**REQUIRED TASK A:** Write out the part of the PayPal article that begins with the words "In the summer" and ends after the words "the the receiver's.", word for word.
**REQUIRED TASK B:** From the records, pull out every line from the one that has "Given the photo above, point to the mountain" through the last line of the records, and repeat those lines unchanged with nothing else.

In the summer blockbuster Minority Report, Tom Cruise plays a "pre-crime" detective whose job is to catch evildoers before they break the law. It's a sexy concept, but implausible. Or is it? Not to Max Levchin, who at the tender age of 27 has made his life's work thwarting online fraudsters before they take the cash and run.

PayPal (PYPL ) has grown so quickly because its concept is so simple. Essentially, it's an electronic version of Western Union. PayPal's software allows consumers to send and receive money over the Internet just by registering an e-mail address and credit-card number. PayPal acts as an intermediary -- charging the buyer's account and crediting the the receiver's.

The e-payment company has mounted one of the few initial public offerings so far in 2002, raising $70.2 million in an issue that debuted in February. And in July, online-auction giant eBay agreed to buy PayPal for $1.5 billion in stock. That purchase will be completed soon (a shareholder vote is scheduled for Oct. 3), making Levchin one of the few Internet millionaires to be coined in the wake of the dot-com bust.

ENLISTED BY THE FBI.  Levchin is the brain behind the PayPal software's ability to spot and stop illegal payments -- most often, those made with fake or stolen credit cards -- while at the same time letting honest shoppers proceed with their purchases. One program, dubbed "Igor," alerts PayPal to freeze suspicious accounts or halt money transfers that appear to be headed for dubious destinations.

Another component performs real-time background checks on purchasers with unusual patterns of behavior -- such as small transfers of money to the same account at regular intervals. "If we're successful, it's like pre-crime," Levchin says. "We try to figure out what they're going to do so we can stop them before or in the act."

That idea is starting to pay off. The FBI has enlisted Igor to help detect fraudulent wire transfers. And PayPal is adding 28,000 accounts a day to its list of more than 17 million users in 38 countries. Its sales and profits are also booming. In the second quarter ended June 30, revenues more than doubled, to $53.8 million vs. $19.7 million a year earlier. PayPal turned a profit of $529,000, vs. a year-earlier loss of $27.7 million.

**DATA PROVIDED:**

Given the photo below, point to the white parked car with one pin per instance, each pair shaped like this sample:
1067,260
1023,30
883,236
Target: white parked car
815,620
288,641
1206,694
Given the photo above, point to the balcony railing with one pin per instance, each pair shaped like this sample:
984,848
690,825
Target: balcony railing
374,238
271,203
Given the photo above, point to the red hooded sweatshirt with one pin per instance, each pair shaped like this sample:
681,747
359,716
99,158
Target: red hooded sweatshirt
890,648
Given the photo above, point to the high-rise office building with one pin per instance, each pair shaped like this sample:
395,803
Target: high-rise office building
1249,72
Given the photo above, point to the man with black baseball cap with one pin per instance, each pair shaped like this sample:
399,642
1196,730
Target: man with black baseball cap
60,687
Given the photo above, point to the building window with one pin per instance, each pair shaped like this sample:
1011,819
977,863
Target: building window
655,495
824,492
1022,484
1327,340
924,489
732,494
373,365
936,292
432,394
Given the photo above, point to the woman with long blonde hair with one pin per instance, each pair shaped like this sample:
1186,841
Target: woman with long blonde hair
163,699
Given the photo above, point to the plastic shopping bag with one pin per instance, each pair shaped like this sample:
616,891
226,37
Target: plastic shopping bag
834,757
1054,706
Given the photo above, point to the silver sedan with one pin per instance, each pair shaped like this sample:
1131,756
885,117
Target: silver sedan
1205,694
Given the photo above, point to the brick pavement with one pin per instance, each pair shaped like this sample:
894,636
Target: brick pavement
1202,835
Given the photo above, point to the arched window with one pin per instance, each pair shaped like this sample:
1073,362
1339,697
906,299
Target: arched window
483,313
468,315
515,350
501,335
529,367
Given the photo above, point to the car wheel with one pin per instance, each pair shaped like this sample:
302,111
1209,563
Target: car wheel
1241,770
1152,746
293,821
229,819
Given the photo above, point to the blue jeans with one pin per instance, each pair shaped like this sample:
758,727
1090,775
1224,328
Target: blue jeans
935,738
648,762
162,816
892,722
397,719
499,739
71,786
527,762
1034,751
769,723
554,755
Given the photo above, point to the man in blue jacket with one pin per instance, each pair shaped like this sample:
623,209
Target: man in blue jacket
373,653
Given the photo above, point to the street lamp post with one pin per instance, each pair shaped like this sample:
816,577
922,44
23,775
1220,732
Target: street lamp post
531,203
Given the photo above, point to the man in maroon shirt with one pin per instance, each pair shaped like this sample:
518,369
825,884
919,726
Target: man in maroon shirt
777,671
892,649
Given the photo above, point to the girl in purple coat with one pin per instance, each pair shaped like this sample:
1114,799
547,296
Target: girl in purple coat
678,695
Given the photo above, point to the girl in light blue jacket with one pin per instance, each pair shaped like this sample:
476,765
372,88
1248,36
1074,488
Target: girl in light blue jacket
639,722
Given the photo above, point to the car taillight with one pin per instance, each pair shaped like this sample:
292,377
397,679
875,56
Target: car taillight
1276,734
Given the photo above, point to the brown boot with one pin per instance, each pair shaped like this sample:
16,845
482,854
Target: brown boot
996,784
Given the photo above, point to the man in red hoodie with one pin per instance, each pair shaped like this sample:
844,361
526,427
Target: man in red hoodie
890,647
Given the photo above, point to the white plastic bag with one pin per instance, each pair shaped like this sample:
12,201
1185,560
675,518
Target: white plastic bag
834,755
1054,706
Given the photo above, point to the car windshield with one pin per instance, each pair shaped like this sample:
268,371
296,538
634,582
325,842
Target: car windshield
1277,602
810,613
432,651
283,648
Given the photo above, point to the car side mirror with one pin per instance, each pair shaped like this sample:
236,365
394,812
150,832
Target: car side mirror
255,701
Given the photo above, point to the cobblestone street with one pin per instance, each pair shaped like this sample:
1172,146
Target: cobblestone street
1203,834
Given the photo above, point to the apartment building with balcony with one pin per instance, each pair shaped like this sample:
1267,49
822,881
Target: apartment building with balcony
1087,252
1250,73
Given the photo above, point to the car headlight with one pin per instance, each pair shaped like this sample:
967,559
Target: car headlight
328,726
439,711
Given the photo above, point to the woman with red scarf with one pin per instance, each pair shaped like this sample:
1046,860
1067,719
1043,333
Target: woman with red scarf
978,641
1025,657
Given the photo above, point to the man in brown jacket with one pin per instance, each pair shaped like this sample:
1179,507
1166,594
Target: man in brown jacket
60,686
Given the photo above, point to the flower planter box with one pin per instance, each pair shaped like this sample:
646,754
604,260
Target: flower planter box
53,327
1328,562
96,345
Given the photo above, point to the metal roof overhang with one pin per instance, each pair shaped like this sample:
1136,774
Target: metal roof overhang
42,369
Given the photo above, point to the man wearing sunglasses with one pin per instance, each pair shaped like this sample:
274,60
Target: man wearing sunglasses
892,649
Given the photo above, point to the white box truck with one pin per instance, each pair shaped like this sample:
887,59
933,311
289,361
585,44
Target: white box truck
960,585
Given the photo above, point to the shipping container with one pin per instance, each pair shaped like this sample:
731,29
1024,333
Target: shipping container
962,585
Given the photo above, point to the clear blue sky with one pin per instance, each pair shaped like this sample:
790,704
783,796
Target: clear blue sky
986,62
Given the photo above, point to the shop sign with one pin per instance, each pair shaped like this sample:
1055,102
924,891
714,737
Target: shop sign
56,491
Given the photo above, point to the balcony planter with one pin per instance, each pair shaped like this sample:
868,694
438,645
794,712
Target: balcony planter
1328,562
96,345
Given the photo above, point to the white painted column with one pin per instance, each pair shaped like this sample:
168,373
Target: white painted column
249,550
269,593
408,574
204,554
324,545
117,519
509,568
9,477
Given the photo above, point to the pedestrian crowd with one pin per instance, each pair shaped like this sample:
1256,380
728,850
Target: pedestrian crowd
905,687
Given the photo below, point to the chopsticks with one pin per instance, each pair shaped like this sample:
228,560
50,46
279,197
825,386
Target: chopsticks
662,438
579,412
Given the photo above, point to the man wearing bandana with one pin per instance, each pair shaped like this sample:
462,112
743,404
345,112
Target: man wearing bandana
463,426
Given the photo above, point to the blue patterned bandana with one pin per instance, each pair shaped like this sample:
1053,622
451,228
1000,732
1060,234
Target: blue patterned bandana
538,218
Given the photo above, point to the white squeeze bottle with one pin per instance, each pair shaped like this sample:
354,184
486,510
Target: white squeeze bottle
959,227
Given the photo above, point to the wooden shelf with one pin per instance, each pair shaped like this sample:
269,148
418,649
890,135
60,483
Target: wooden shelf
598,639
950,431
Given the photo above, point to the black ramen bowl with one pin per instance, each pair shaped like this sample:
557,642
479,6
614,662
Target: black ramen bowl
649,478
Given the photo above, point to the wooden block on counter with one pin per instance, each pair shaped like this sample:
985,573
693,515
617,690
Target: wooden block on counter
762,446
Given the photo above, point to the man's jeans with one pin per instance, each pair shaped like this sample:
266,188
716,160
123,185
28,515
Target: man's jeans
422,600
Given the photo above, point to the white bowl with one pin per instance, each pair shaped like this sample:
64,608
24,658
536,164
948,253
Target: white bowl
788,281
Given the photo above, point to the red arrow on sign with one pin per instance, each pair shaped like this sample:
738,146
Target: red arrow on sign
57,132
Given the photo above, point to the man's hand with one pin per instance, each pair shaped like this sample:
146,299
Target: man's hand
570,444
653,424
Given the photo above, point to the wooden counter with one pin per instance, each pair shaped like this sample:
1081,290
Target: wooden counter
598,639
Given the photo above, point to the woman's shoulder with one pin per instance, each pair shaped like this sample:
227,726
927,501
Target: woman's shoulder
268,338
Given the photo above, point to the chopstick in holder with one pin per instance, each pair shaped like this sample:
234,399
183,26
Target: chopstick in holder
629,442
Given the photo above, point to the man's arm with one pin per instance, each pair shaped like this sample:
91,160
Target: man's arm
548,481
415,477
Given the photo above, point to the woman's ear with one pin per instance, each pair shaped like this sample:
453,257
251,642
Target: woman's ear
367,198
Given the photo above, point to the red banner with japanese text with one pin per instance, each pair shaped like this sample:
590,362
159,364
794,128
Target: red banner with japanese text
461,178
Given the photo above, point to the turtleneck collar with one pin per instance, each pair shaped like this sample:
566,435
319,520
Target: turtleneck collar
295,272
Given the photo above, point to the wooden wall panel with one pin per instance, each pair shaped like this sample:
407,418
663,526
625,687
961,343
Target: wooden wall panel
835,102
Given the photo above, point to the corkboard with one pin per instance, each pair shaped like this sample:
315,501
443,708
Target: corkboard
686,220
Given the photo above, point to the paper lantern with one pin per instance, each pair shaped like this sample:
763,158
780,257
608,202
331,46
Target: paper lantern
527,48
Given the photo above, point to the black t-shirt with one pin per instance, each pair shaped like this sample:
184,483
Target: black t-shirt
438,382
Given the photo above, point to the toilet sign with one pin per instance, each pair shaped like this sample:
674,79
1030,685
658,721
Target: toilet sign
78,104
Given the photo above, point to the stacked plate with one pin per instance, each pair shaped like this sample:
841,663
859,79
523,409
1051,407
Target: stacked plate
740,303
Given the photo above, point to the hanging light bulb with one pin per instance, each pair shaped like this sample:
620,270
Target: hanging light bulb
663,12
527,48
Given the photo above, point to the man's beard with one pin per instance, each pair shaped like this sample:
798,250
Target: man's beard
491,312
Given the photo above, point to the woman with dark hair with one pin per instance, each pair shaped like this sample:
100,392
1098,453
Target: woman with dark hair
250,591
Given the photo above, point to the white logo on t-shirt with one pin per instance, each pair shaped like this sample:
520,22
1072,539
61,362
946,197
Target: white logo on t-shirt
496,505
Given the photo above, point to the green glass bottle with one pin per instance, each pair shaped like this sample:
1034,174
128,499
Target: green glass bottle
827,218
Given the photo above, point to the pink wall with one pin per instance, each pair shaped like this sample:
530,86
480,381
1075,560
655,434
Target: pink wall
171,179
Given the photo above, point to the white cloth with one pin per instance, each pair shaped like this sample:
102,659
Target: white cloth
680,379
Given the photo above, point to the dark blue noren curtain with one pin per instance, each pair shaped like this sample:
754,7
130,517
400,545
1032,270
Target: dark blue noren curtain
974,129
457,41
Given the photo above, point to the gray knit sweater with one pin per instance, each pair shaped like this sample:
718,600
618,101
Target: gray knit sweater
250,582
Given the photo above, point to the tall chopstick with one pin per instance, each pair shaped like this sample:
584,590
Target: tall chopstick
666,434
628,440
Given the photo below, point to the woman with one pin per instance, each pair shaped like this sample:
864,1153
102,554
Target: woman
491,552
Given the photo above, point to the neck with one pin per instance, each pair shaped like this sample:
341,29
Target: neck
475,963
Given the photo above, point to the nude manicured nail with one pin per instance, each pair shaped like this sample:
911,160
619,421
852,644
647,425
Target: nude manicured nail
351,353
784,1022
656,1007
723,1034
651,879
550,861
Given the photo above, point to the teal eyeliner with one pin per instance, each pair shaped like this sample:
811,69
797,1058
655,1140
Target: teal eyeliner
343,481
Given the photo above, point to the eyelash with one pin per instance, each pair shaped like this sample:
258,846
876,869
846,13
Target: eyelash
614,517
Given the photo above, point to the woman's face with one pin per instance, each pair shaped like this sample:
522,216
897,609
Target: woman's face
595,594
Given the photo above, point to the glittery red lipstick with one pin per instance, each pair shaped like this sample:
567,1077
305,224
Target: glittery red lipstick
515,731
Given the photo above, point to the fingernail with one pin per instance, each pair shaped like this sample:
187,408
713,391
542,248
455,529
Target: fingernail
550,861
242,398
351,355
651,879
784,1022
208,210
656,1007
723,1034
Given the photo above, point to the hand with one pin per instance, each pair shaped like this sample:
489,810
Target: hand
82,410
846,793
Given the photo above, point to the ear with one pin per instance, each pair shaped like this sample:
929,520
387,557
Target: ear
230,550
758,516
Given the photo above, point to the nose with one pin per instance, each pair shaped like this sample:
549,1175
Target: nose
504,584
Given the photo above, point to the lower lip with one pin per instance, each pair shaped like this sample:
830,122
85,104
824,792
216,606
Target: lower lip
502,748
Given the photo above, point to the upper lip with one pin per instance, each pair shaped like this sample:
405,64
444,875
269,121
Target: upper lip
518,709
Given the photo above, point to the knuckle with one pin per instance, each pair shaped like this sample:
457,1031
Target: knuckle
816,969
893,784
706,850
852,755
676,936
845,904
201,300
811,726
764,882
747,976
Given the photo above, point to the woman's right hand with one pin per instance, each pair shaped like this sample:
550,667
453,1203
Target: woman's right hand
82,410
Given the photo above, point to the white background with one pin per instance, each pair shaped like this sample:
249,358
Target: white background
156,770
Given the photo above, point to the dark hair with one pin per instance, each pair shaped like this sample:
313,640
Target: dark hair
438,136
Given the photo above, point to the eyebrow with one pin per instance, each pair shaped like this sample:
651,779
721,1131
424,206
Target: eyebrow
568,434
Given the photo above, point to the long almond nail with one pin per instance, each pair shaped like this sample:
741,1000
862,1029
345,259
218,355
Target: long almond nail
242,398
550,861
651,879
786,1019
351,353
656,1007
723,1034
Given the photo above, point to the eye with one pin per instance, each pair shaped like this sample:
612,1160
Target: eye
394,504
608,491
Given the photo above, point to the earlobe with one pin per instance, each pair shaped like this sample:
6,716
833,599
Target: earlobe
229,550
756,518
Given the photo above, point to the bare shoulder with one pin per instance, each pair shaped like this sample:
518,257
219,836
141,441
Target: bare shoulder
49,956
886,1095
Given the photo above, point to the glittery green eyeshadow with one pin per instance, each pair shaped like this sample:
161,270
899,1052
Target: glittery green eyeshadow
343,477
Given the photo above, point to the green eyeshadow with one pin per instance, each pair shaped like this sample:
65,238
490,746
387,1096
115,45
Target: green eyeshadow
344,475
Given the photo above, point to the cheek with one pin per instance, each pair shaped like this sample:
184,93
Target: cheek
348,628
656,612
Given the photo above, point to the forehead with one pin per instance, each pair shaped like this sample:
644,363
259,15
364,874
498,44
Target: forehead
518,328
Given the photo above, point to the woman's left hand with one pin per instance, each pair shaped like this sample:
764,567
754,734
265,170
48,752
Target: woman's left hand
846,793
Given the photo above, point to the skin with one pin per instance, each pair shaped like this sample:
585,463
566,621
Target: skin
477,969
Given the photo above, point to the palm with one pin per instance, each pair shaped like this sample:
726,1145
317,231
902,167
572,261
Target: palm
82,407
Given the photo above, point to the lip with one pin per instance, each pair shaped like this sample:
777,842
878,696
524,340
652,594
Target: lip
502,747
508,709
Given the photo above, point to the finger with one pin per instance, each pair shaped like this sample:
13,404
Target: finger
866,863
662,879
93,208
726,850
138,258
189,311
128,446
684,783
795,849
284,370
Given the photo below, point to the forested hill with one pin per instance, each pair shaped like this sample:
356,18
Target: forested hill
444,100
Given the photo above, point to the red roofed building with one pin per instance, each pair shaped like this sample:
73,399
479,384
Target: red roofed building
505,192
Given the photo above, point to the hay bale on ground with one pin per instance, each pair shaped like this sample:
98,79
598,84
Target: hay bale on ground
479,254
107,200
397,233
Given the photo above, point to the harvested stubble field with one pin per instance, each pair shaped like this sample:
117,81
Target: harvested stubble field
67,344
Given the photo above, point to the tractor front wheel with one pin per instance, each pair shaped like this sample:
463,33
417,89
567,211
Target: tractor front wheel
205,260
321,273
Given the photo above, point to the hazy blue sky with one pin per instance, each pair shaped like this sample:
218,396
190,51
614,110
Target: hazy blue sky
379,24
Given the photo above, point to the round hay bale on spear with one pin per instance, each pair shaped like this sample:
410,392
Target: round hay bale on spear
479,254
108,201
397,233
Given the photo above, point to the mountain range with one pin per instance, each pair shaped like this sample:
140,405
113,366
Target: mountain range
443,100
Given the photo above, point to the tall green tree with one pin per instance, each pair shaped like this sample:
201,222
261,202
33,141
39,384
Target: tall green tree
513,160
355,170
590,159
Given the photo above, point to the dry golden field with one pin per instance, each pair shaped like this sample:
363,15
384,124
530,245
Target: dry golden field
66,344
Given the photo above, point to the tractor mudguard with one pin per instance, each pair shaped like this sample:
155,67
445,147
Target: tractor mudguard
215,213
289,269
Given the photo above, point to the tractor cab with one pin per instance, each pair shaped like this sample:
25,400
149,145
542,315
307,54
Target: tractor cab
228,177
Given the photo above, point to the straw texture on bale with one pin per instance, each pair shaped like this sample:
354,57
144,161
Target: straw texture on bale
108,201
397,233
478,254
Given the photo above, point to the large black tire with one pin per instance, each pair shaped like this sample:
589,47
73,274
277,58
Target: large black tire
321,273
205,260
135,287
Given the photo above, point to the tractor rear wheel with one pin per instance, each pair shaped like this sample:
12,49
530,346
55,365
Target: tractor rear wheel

**EXERCISE ANSWER A:**
In the summer blockbuster Minority Report, Tom Cruise plays a "pre-crime" detective whose job is to catch evildoers before they break the law. It's a sexy concept, but implausible. Or is it? Not to Max Levchin, who at the tender age of 27 has made his life's work thwarting online fraudsters before they take the cash and run.

PayPal (PYPL ) has grown so quickly because its concept is so simple. Essentially, it's an electronic version of Western Union. PayPal's software allows consumers to send and receive money over the Internet just by registering an e-mail address and credit-card number. PayPal acts as an intermediary -- charging the buyer's account and crediting the the receiver's.

**EXERCISE ANSWER B:**
Given the photo above, point to the mountain range with one pin per instance, each pair shaped like this sample:
140,405
113,366
Target: mountain range
443,100
Given the photo above, point to the tall green tree with one pin per instance, each pair shaped like this sample:
201,222
261,202
33,141
39,384
Target: tall green tree
513,160
355,170
590,159
Given the photo above, point to the dry golden field with one pin per instance, each pair shaped like this sample:
363,15
384,124
530,245
Target: dry golden field
66,344
Given the photo above, point to the tractor mudguard with one pin per instance, each pair shaped like this sample:
155,67
445,147
Target: tractor mudguard
215,213
289,269
Given the photo above, point to the tractor cab with one pin per instance, each pair shaped like this sample:
25,400
149,145
542,315
307,54
Target: tractor cab
228,177
Given the photo above, point to the straw texture on bale with one pin per instance, each pair shaped like this sample:
354,57
144,161
Target: straw texture on bale
108,201
397,233
478,254
Given the photo above, point to the large black tire with one pin per instance, each pair shaped like this sample:
589,47
73,274
277,58
Target: large black tire
321,273
205,260
135,287
Given the photo above, point to the tractor rear wheel with one pin per instance, each pair shaped like this sample:
12,49
530,346
55,365
Target: tractor rear wheel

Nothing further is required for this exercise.